#### Work instructions
Filter the data below down to the lines that contain the string "potted", and copy each of those lines without changes.

#### Record list
---------------
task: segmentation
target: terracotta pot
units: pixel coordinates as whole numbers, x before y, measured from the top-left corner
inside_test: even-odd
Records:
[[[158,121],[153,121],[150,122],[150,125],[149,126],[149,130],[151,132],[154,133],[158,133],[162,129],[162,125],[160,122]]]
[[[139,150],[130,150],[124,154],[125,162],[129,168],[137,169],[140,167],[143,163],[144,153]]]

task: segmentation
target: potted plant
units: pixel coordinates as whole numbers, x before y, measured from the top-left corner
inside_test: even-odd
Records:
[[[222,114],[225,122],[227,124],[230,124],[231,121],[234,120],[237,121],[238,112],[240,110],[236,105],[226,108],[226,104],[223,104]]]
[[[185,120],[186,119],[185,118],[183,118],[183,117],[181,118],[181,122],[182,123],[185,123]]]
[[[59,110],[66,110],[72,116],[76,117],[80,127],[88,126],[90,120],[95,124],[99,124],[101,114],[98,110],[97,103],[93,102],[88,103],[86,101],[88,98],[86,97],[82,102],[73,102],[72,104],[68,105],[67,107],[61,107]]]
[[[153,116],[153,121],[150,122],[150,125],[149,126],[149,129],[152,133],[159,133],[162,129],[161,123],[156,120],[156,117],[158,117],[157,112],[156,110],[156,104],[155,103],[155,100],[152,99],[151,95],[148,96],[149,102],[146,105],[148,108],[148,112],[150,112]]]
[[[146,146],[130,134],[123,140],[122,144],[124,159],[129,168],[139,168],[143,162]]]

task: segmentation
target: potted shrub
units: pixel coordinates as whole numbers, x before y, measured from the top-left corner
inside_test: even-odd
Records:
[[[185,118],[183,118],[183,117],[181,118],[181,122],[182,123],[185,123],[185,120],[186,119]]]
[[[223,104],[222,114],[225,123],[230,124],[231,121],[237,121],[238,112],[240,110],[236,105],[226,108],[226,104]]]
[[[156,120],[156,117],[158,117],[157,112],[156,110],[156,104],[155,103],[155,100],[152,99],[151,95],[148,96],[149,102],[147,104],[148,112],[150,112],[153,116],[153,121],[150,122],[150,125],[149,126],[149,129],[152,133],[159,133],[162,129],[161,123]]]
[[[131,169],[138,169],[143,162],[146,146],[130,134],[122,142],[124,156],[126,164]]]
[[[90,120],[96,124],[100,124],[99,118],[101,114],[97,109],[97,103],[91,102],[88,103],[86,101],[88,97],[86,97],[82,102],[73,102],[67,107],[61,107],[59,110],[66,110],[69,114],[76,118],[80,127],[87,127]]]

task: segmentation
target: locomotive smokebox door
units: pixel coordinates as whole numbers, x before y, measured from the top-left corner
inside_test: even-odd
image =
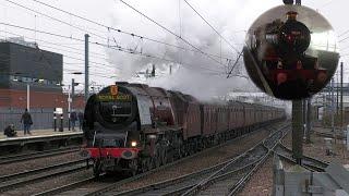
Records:
[[[338,44],[318,12],[286,4],[262,14],[250,27],[243,59],[254,84],[279,99],[300,100],[318,93],[334,75]]]

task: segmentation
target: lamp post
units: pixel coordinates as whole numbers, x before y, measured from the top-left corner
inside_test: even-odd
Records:
[[[20,74],[20,73],[16,73],[16,74]],[[13,78],[12,81],[23,83],[22,79],[17,79],[16,77]],[[31,85],[29,85],[29,82],[25,82],[25,84],[26,84],[26,109],[31,111]]]

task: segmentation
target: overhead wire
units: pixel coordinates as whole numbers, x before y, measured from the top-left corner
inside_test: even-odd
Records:
[[[112,27],[112,26],[108,26],[108,25],[105,25],[105,24],[103,24],[103,23],[99,23],[99,22],[89,20],[89,19],[87,19],[87,17],[80,16],[80,15],[77,15],[77,14],[68,12],[68,11],[65,11],[65,10],[63,10],[63,9],[53,7],[53,5],[51,5],[51,4],[45,3],[45,2],[39,1],[39,0],[33,0],[33,1],[35,1],[35,2],[37,2],[37,3],[39,3],[39,4],[41,4],[41,5],[51,8],[51,9],[53,9],[53,10],[63,12],[63,13],[65,13],[65,14],[72,15],[72,16],[77,17],[77,19],[80,19],[80,20],[89,22],[89,23],[95,24],[95,25],[97,25],[97,26],[105,27],[105,28],[108,29],[108,30],[118,32],[118,33],[120,33],[120,34],[125,34],[125,35],[129,35],[129,36],[132,36],[132,37],[142,38],[142,39],[145,39],[145,40],[149,40],[149,41],[157,42],[157,44],[160,44],[160,45],[173,47],[173,48],[181,49],[181,50],[184,50],[184,51],[200,52],[200,51],[197,51],[196,49],[194,50],[194,49],[183,48],[183,47],[180,47],[180,46],[177,46],[177,45],[172,45],[172,44],[169,44],[169,42],[165,42],[165,41],[161,41],[161,40],[157,40],[157,39],[154,39],[154,38],[149,38],[149,37],[146,37],[146,36],[143,36],[143,35],[137,35],[137,34],[134,34],[134,33],[130,33],[130,32],[125,32],[125,30],[122,30],[122,29],[119,29],[119,28],[115,28],[115,27]],[[203,53],[203,51],[201,51],[200,53]],[[218,54],[213,54],[213,53],[208,53],[208,52],[204,52],[203,54],[210,56],[210,57],[215,57],[215,58],[224,58],[224,59],[227,59],[227,60],[231,60],[231,58],[220,57],[220,56],[218,56]]]
[[[240,53],[240,51],[232,45],[230,44],[230,41],[228,41],[221,34],[219,34],[219,32],[208,23],[208,21],[202,15],[200,14],[194,7],[192,7],[186,0],[184,0],[184,2],[225,41],[228,44],[228,46],[230,48],[232,48],[236,52]]]
[[[139,11],[137,9],[135,9],[134,7],[132,7],[131,4],[124,2],[123,0],[120,0],[123,4],[125,4],[127,7],[129,7],[130,9],[132,9],[133,11],[137,12],[139,14],[141,14],[142,16],[144,16],[145,19],[147,19],[148,21],[153,22],[154,24],[156,24],[157,26],[161,27],[163,29],[165,29],[166,32],[170,33],[171,35],[173,35],[174,37],[179,38],[180,40],[184,41],[186,45],[191,46],[192,48],[194,48],[195,50],[200,51],[200,53],[206,56],[208,59],[212,59],[213,61],[215,61],[216,63],[218,63],[219,65],[222,65],[224,68],[226,68],[225,64],[220,63],[219,61],[217,61],[216,59],[212,58],[210,56],[207,56],[204,51],[202,51],[200,48],[197,48],[196,46],[192,45],[191,42],[189,42],[186,39],[184,39],[183,37],[177,35],[174,32],[170,30],[169,28],[165,27],[164,25],[161,25],[160,23],[156,22],[155,20],[151,19],[149,16],[145,15],[144,13],[142,13],[141,11]]]

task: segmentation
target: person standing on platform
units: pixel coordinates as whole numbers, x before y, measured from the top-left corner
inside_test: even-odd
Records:
[[[77,121],[77,115],[74,110],[70,114],[70,121],[72,122],[72,131],[75,131],[75,122]]]
[[[8,137],[17,136],[17,132],[14,131],[14,124],[10,124],[7,128],[4,128],[3,135],[5,135]]]
[[[82,111],[80,111],[77,117],[79,117],[79,128],[81,131],[83,128],[84,113]]]
[[[21,123],[23,123],[24,135],[32,135],[29,130],[31,125],[33,124],[33,120],[31,113],[28,112],[28,109],[25,109],[24,113],[22,114]]]

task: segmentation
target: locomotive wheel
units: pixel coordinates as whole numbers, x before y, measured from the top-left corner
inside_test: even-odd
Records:
[[[163,166],[167,163],[166,149],[161,149],[161,152],[160,152],[160,162],[161,162]]]
[[[97,160],[94,162],[94,176],[95,177],[99,177],[100,173],[101,173],[101,163],[100,160]]]
[[[155,158],[153,159],[153,161],[154,161],[154,167],[155,167],[155,168],[159,168],[159,167],[160,167],[161,161],[160,161],[160,156],[159,156],[159,154],[156,154],[156,156],[155,156]]]
[[[153,159],[151,157],[142,160],[142,172],[146,172],[153,169]]]
[[[137,174],[137,169],[139,169],[137,160],[136,159],[130,160],[129,168],[130,168],[130,175],[131,176],[136,175]]]
[[[144,173],[144,172],[146,172],[146,171],[148,171],[147,169],[147,164],[146,164],[146,158],[143,158],[142,159],[142,161],[141,161],[141,170],[142,170],[142,172]]]

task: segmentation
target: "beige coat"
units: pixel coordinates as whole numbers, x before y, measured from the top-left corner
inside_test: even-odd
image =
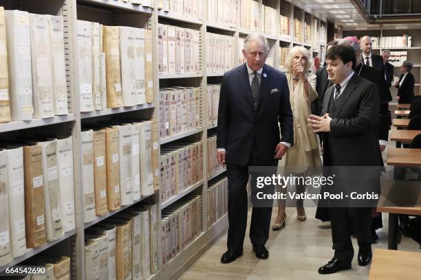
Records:
[[[317,98],[315,89],[316,75],[305,75],[309,81],[307,98],[305,97],[303,82],[299,81],[294,91],[292,75],[290,73],[286,74],[290,88],[290,102],[294,116],[294,145],[279,161],[279,166],[298,167],[296,172],[305,172],[309,167],[321,165],[317,135],[308,126],[307,122],[310,114],[310,104]],[[296,173],[295,170],[294,173]]]

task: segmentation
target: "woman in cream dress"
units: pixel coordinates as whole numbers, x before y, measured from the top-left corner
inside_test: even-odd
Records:
[[[285,156],[279,161],[281,174],[306,176],[309,169],[321,165],[319,145],[316,135],[308,127],[307,119],[310,114],[311,102],[317,98],[316,75],[309,73],[311,62],[307,49],[294,47],[285,59],[286,74],[290,88],[290,101],[294,116],[294,145],[288,149]],[[297,185],[296,193],[302,193],[305,186]],[[279,186],[277,191],[284,192]],[[287,196],[288,197],[288,196]],[[303,200],[296,200],[297,219],[306,219]],[[277,231],[285,226],[286,213],[285,200],[278,200],[278,215],[272,229]]]

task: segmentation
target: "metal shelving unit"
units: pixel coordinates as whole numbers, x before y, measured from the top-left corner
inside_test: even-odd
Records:
[[[263,1],[258,1],[260,7],[260,14],[263,12]],[[63,237],[54,240],[51,242],[47,242],[45,246],[36,249],[33,249],[28,251],[23,256],[14,259],[10,264],[3,267],[0,268],[0,271],[6,269],[8,266],[17,264],[24,261],[28,257],[34,256],[37,253],[43,251],[52,246],[58,244],[63,244],[63,247],[68,248],[69,250],[66,252],[66,255],[72,257],[72,279],[84,280],[85,279],[85,229],[96,224],[100,221],[112,216],[113,215],[123,211],[131,206],[127,205],[122,207],[120,209],[111,211],[101,217],[97,218],[91,222],[84,223],[83,220],[83,209],[84,207],[84,194],[82,189],[82,155],[80,154],[80,132],[82,130],[83,121],[88,121],[88,120],[94,119],[95,118],[102,119],[102,117],[113,117],[117,114],[129,113],[130,115],[136,114],[138,112],[142,115],[144,115],[145,112],[149,113],[154,119],[159,119],[159,84],[160,82],[174,83],[177,84],[179,81],[186,82],[187,83],[192,82],[195,84],[195,86],[199,86],[201,89],[201,127],[199,128],[188,131],[178,135],[175,135],[169,138],[159,140],[160,145],[168,144],[173,141],[182,139],[184,137],[195,137],[197,141],[202,141],[203,143],[203,178],[204,180],[201,180],[193,186],[183,190],[176,196],[170,198],[167,201],[162,203],[160,201],[159,191],[155,194],[155,198],[158,207],[157,211],[158,217],[160,218],[161,209],[171,205],[172,203],[177,201],[181,198],[191,193],[195,190],[199,189],[202,187],[202,229],[204,231],[202,232],[195,241],[188,245],[183,251],[180,252],[175,256],[169,264],[164,267],[162,265],[162,258],[159,257],[159,272],[153,275],[151,275],[149,279],[151,280],[166,280],[168,279],[175,279],[185,271],[187,268],[195,261],[208,248],[210,244],[215,242],[215,240],[224,233],[224,231],[228,226],[228,216],[225,215],[219,219],[213,226],[208,230],[205,230],[207,228],[204,224],[204,221],[207,220],[207,197],[206,190],[208,183],[217,176],[224,173],[226,170],[221,170],[218,172],[208,177],[207,174],[207,137],[208,130],[214,128],[216,126],[207,125],[207,113],[208,111],[208,100],[207,96],[205,94],[206,86],[208,84],[208,78],[213,79],[219,79],[224,75],[224,73],[207,73],[206,65],[206,52],[208,51],[206,46],[206,34],[210,29],[211,32],[219,33],[226,35],[227,34],[232,34],[235,38],[235,46],[233,49],[233,62],[234,66],[238,64],[239,56],[238,53],[238,38],[244,37],[252,32],[245,30],[239,27],[239,3],[237,3],[237,26],[230,27],[224,26],[223,25],[215,24],[213,23],[207,23],[202,19],[191,19],[184,16],[182,15],[176,14],[171,12],[166,12],[160,10],[158,10],[153,7],[158,7],[158,0],[152,1],[153,7],[145,7],[140,5],[131,4],[128,2],[116,0],[57,0],[56,1],[50,1],[49,0],[40,0],[39,1],[33,1],[32,0],[10,0],[8,2],[15,3],[15,6],[13,8],[28,10],[30,12],[36,12],[39,14],[51,14],[61,15],[64,17],[65,22],[65,55],[66,55],[66,71],[67,77],[67,91],[69,97],[69,108],[70,114],[66,116],[56,116],[51,119],[34,119],[30,121],[18,121],[11,122],[8,124],[0,124],[0,133],[7,132],[13,130],[21,129],[27,129],[36,127],[45,126],[50,125],[63,126],[65,130],[67,132],[67,135],[72,135],[73,137],[73,150],[74,150],[74,191],[75,191],[75,210],[76,210],[76,229],[74,231],[67,233]],[[294,4],[288,3],[292,8]],[[28,7],[28,9],[27,9]],[[280,3],[277,1],[274,6],[278,12],[280,12]],[[206,9],[206,5],[203,8]],[[304,12],[303,12],[303,13]],[[206,14],[206,12],[205,12]],[[138,105],[133,107],[121,107],[116,109],[106,109],[102,110],[96,110],[89,113],[80,113],[79,110],[79,78],[78,76],[78,60],[77,60],[77,34],[76,34],[76,22],[77,19],[89,21],[89,17],[91,15],[91,21],[102,21],[101,23],[111,25],[125,25],[127,26],[133,26],[146,28],[152,30],[153,33],[153,83],[154,83],[154,97],[155,103]],[[290,19],[293,19],[293,13],[290,14]],[[160,74],[158,69],[158,22],[165,22],[166,24],[173,24],[182,27],[188,26],[191,28],[197,29],[199,31],[199,63],[201,70],[197,73],[185,73],[180,74]],[[320,23],[320,21],[319,21]],[[260,23],[261,26],[259,30],[261,30],[262,23]],[[192,27],[193,26],[193,27]],[[277,26],[279,29],[279,20],[277,19]],[[289,44],[291,47],[294,45],[293,32],[292,26],[290,27],[290,35],[289,37],[279,34],[279,30],[276,36],[268,36],[272,47],[274,49],[274,67],[279,69],[279,54],[278,47],[280,42],[284,42]],[[272,44],[273,41],[274,43]],[[302,45],[300,43],[300,45]],[[318,51],[318,50],[317,50]],[[184,85],[184,84],[183,84]],[[160,152],[160,147],[158,148],[158,152]],[[148,197],[142,198],[140,200],[136,201],[135,203],[138,203]],[[158,231],[158,240],[161,240],[160,231]],[[162,244],[159,242],[158,252],[162,253]]]

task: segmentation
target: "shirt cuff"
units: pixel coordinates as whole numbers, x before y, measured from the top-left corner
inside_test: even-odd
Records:
[[[291,148],[291,143],[290,143],[281,142],[281,143],[285,145],[285,146],[287,146],[288,148]]]
[[[387,145],[387,141],[386,140],[378,140],[378,143],[382,145]]]

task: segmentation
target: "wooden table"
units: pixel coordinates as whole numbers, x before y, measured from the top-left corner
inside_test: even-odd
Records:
---------------
#### Expected answer
target: potted plant
target: potted shrub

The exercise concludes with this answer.